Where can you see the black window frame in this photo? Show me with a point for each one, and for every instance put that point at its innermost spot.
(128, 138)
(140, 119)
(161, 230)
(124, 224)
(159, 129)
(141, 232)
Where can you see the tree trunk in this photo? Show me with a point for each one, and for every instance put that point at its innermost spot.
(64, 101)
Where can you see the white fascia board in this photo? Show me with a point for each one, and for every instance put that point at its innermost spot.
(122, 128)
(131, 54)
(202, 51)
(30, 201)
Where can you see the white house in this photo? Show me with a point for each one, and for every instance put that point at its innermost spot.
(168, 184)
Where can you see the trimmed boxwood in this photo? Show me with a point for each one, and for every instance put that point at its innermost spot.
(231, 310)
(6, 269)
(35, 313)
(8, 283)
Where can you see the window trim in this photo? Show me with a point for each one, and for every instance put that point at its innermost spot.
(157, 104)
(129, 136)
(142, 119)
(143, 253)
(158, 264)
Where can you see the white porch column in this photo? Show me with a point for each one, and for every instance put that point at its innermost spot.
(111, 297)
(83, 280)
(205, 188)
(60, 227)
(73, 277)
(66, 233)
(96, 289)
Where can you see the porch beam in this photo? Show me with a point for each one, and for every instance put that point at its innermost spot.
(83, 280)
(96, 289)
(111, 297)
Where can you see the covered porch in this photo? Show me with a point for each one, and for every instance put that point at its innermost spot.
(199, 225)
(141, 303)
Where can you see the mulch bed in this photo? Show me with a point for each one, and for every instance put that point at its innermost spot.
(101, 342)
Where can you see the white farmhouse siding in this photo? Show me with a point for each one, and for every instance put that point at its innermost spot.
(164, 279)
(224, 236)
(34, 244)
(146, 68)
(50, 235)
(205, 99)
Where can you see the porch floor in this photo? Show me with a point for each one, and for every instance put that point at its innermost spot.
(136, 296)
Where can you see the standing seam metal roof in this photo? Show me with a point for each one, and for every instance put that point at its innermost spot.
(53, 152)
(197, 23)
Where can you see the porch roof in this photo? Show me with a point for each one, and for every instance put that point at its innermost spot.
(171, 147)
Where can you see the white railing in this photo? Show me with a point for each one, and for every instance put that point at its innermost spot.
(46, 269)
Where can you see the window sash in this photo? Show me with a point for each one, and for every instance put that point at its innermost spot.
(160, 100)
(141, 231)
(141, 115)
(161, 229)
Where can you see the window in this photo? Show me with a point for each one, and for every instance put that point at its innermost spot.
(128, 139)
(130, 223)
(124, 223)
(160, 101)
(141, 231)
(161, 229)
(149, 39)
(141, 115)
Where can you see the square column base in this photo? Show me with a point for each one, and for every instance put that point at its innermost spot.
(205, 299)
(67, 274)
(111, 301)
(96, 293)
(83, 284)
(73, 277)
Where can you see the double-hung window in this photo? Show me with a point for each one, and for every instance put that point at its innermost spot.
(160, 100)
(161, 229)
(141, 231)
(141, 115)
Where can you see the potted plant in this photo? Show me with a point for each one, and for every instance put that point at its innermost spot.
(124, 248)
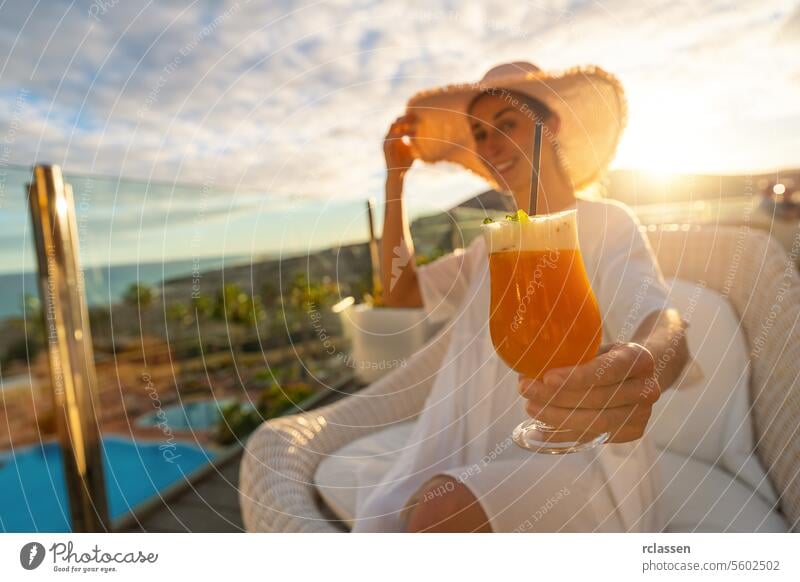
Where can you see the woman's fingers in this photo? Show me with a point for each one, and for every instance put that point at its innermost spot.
(616, 365)
(627, 393)
(631, 419)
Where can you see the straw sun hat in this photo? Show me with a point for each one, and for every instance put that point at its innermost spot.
(589, 102)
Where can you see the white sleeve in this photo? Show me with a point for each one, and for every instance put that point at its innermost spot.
(443, 284)
(630, 285)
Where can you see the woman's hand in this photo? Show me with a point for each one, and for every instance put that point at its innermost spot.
(399, 155)
(613, 393)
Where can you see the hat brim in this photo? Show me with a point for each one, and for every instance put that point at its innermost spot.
(589, 101)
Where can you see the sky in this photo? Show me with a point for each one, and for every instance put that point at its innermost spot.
(277, 100)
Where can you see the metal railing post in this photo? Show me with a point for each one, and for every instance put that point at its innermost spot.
(69, 347)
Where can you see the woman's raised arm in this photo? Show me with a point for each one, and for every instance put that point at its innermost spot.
(399, 274)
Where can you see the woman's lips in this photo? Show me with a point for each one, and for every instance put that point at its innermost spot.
(503, 167)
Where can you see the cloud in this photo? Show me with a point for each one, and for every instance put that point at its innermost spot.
(293, 98)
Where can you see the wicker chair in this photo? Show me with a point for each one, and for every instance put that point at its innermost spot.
(746, 266)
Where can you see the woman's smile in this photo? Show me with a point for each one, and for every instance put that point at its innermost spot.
(505, 166)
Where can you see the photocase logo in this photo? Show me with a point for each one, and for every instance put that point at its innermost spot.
(31, 555)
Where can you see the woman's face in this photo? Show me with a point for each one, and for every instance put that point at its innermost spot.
(504, 140)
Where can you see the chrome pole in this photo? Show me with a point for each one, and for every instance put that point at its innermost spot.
(69, 347)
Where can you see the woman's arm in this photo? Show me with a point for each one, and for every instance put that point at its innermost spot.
(615, 391)
(399, 273)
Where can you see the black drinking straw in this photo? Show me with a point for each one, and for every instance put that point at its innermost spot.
(536, 163)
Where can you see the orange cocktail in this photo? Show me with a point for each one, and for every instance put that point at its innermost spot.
(543, 312)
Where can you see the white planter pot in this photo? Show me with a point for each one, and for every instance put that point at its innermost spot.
(382, 338)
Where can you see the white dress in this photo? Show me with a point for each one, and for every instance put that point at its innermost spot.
(464, 429)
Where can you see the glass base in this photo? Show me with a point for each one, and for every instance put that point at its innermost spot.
(540, 438)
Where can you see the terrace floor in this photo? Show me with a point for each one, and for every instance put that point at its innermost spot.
(211, 504)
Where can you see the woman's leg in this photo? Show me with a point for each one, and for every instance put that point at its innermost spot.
(444, 504)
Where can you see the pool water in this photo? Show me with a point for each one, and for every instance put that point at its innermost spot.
(33, 495)
(197, 415)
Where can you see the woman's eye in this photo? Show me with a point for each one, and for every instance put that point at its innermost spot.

=-=-=

:: Exercise directions ::
Everything in the preceding material must be transcribed exactly, except the images.

:: Result ::
Where can you see the black window frame in this photo? Show me with a point for each one, and for every instance put that point at its innermost spot.
(128, 138)
(140, 119)
(161, 230)
(124, 224)
(159, 129)
(141, 232)
Where can you see the tree trunk in this photo? Show me with a point for each one, and for every instance put that point at its innermost spot.
(64, 101)
Where can you see the white fascia board in this photo? Show me with a point for each one, and for every instance put that point at its innermost spot.
(122, 128)
(131, 54)
(202, 51)
(30, 201)
Where can you see the white house in this photo? Show me with a point for each one, and for every instance put that point at its innermost spot.
(168, 184)
Where can you see the trimmed boxwood in this photo? Show me with a point for each one, and for every instance put that point at its innermost spot.
(231, 310)
(6, 269)
(35, 313)
(8, 283)
Where can you see the window trim in this photo? Show me with a point for each one, and for every instance put that point at its innermost spot.
(157, 104)
(129, 136)
(142, 119)
(143, 253)
(158, 264)
Where can you see the white porch column in this photo? Show me with a point for each one, and for every instance put that point at its innermost spot.
(111, 297)
(83, 280)
(205, 188)
(60, 227)
(73, 277)
(66, 233)
(96, 289)
Where can you see the porch beam in this photo? Show me with a point for each one, and for every instance put that point at its innermost spot.
(83, 280)
(96, 289)
(111, 297)
Where can you see the covered porch in this photo? Show me with a point for each one, and for every instance put that point at its innermost spot.
(199, 225)
(141, 303)
Where can you see the mulch bed in this photo? Show me with a point for each one, and for every instance put that point at its innermost spot.
(101, 342)
Where can you see the white farmhouse siding in this photo? Show me with a point for each one, and for every instance put that point at its innermost spot.
(164, 279)
(224, 236)
(34, 244)
(146, 68)
(50, 235)
(205, 99)
Where can you see the porch floor in this photo? Show me with a point for each one, and for every instance put that point at its innermost spot.
(136, 296)
Where can you see the standing seam metal roof in this photo? Show me with a point for each one, and for every instance put that point at its innermost spot.
(53, 152)
(197, 23)
Where can you see the porch roof in this photo? Show me with a point for each one, and for every instance put that point at its innermost spot.
(171, 147)
Where can you see the white railing in this photo? Show me with a point for each one, and for every instance put that point at its innermost spot.
(46, 269)
Where can you see the window sash in this photo? Show me with a point for each one, and for every instance put that point at its innermost spot.
(160, 100)
(141, 231)
(141, 115)
(161, 229)
Where can you see the window in this photo? Show me with a point for each one, and for every instance put that point at its innermost spot.
(128, 139)
(130, 223)
(124, 223)
(160, 101)
(141, 231)
(161, 229)
(149, 39)
(141, 115)
Where can you see the square column base in this photo? Show me with a point for each one, and for every instance put that point at its innermost spot.
(205, 299)
(67, 274)
(111, 301)
(96, 293)
(83, 284)
(73, 277)
Where can you see the double-hung window in this photo? Show me with a point for each one, and for every instance put that point at its innermost spot.
(160, 100)
(161, 229)
(141, 231)
(141, 115)
Where can you see the potted plant in this photo? Show me with a point for each one, and for every instance put that point at its innermost spot.
(124, 248)
Where can you see the woman's fingers in this photo? Show me with a point for each one, and for every instance put that point at its innermost spot.
(616, 365)
(627, 393)
(631, 419)
Where can you see the straw sun hat in this photo? Show me with a point for each one, and for every instance put that point at its innermost spot.
(589, 102)
Where can you see the white sleeve in this photo? Show me with a point for each one, and for every instance put that point at its innermost spot.
(443, 284)
(630, 285)
Where can you see the woman's hand in this photo? Show me with a point for each one, and for every instance put that point at its innermost spot.
(399, 155)
(613, 393)
Where can you see the hat brim in this photo? Show me with a point for each one, and for every instance put that point at its innermost spot.
(589, 101)
Where can you see the sky in this photo? Show me with a point for each one, and for every instance put that point at its innermost spot.
(277, 100)
Where can you see the metal railing post in this photo? Show me with a point for each one, and for every instance put that point at its innermost spot.
(69, 347)
Where can you see the woman's raised arm in this photo? Show me with a point for each one, and for every instance put that point at its innermost spot.
(399, 274)
Where can you see the woman's lips in this photo? Show me with a point for each one, and for every instance put that point at its innermost spot.
(503, 167)
Where can you see the cloud in this photo? Show me with a point for each one, and for every instance put that point at its innermost spot.
(293, 98)
Where can you see the wicker chair in this photo? Show me with a point for each one, and for every instance put that point at its innermost spot.
(746, 266)
Where can you see the woman's smile in this photo? Show me with a point for each one, and for every instance put that point at its innermost spot.
(505, 166)
Where can you see the photocase logo in this photo? Show me with a point for each one, and for every instance put that point at its innermost spot.
(31, 555)
Where can you see the woman's face in this photo? Show me with a point for each one, and for every instance put that point at its innermost spot.
(504, 140)
Where can you see the chrome pole in this photo? Show me with a point for each one, and for every instance put that point at its innermost spot.
(69, 347)
Where can you see the woman's arm in this photo? Show me with a point for each one, and for every instance put that point at its innermost spot.
(615, 391)
(399, 273)
Where can you see the black drinking straw in this photo? Show me with a point for each one, and for every instance put that point at its innermost spot.
(536, 163)
Where can you see the orange cocktail in this photo? Show me with a point for each one, and for every instance put that point at its innermost spot.
(543, 312)
Where can you see the white planter pot in this photo? Show me with a point for each one, and for every instance put that point at its innermost spot.
(382, 338)
Where can you see the white dress in this photo? Show me with a point for each one, and for every instance put that point at its innermost spot.
(464, 429)
Where can you see the glass base in this photo? Show me with a point for each one, and for every instance put that point at its innermost spot.
(540, 438)
Where can you see the terrace floor in this photo? Show me with a point for each one, and for every instance put that point at its innermost spot.
(211, 504)
Where can you see the woman's leg in this photo? Show me with a point for each one, and for every instance put that point at its innermost spot.
(444, 504)
Where can you see the pool water in this photo? Show me with a point for each one, and for every instance put that point at its innermost spot.
(33, 495)
(197, 415)
Where can you see the woman's eye in this photo? Show me with a point for each one, and for every instance put that point at its innermost spot.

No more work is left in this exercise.